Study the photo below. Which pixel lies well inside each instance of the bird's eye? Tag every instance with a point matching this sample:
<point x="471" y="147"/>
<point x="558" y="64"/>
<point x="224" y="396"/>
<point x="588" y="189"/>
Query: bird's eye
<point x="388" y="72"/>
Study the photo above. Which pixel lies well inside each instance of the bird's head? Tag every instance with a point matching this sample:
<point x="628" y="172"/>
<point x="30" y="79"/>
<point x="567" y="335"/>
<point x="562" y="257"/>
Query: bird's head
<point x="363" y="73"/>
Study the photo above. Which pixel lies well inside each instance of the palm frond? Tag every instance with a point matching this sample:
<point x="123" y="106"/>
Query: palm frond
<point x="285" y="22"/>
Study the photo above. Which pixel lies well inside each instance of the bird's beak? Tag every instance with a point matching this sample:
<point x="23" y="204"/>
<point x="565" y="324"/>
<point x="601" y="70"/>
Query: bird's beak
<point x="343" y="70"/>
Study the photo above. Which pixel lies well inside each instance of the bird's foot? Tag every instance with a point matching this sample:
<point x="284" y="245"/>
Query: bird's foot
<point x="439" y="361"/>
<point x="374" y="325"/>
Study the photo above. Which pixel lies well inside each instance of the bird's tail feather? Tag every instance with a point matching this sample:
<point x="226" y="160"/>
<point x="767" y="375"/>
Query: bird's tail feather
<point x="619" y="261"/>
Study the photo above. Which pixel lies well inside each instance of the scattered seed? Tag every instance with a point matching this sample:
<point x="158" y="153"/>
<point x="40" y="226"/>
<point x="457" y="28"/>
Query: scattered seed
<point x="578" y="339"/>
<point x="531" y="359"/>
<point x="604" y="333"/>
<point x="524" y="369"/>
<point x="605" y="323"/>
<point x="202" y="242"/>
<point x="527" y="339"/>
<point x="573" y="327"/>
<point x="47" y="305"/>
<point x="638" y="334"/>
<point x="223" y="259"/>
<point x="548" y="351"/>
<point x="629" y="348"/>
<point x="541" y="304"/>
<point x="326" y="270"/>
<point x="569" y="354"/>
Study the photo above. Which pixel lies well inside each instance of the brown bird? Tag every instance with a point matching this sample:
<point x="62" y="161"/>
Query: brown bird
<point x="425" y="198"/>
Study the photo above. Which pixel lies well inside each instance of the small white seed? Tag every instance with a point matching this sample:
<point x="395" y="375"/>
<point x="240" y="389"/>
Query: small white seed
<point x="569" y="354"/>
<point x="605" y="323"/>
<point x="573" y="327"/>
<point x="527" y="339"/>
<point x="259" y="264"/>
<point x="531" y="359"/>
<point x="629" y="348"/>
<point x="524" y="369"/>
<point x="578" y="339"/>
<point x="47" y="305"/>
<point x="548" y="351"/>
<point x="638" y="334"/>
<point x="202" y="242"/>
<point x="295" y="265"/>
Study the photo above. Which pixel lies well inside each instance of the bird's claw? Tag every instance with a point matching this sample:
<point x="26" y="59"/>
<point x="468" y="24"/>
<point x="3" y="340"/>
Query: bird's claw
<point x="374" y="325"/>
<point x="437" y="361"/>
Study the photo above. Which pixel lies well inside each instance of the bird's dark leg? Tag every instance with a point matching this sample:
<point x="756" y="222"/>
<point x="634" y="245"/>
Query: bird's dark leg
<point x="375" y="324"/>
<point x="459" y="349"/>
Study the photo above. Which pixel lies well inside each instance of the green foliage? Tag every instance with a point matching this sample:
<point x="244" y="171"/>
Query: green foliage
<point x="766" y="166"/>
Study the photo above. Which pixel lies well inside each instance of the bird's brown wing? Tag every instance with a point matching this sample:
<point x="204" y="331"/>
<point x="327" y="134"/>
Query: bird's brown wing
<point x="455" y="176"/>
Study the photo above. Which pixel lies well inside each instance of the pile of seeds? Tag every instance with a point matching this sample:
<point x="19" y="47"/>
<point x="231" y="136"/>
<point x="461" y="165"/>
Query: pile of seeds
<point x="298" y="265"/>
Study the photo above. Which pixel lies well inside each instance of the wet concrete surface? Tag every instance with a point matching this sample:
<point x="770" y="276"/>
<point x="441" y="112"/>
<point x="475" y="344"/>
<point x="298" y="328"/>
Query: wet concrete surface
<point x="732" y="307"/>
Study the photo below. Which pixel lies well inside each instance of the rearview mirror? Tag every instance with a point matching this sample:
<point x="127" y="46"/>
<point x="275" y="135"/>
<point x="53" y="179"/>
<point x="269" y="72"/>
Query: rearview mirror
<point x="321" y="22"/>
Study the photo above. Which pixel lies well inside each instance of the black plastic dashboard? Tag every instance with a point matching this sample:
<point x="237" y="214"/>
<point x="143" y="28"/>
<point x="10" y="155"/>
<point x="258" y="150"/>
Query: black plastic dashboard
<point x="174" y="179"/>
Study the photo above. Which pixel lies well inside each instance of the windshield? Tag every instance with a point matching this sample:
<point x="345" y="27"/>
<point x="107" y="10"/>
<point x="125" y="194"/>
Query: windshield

* Work to complete *
Give back, unchanged, every line from the one with "of the rearview" to the end of the entries above.

* The answer *
Study the photo below. Which pixel lies well inside each instance of the rearview mirror? Tag every instance with a point matching this sample:
<point x="127" y="46"/>
<point x="275" y="135"/>
<point x="53" y="179"/>
<point x="269" y="72"/>
Query: rearview mirror
<point x="321" y="22"/>
Study the photo above. Which pixel lies well inside each instance of the black plastic dashboard? Tag every instance with a point matching this sample:
<point x="237" y="214"/>
<point x="143" y="28"/>
<point x="10" y="155"/>
<point x="258" y="150"/>
Query: black plastic dashboard
<point x="174" y="179"/>
Study the photo above. Which pixel lies well inside each instance of the windshield? Tag every instance with a point matching this sample:
<point x="345" y="27"/>
<point x="107" y="10"/>
<point x="125" y="194"/>
Query: windshield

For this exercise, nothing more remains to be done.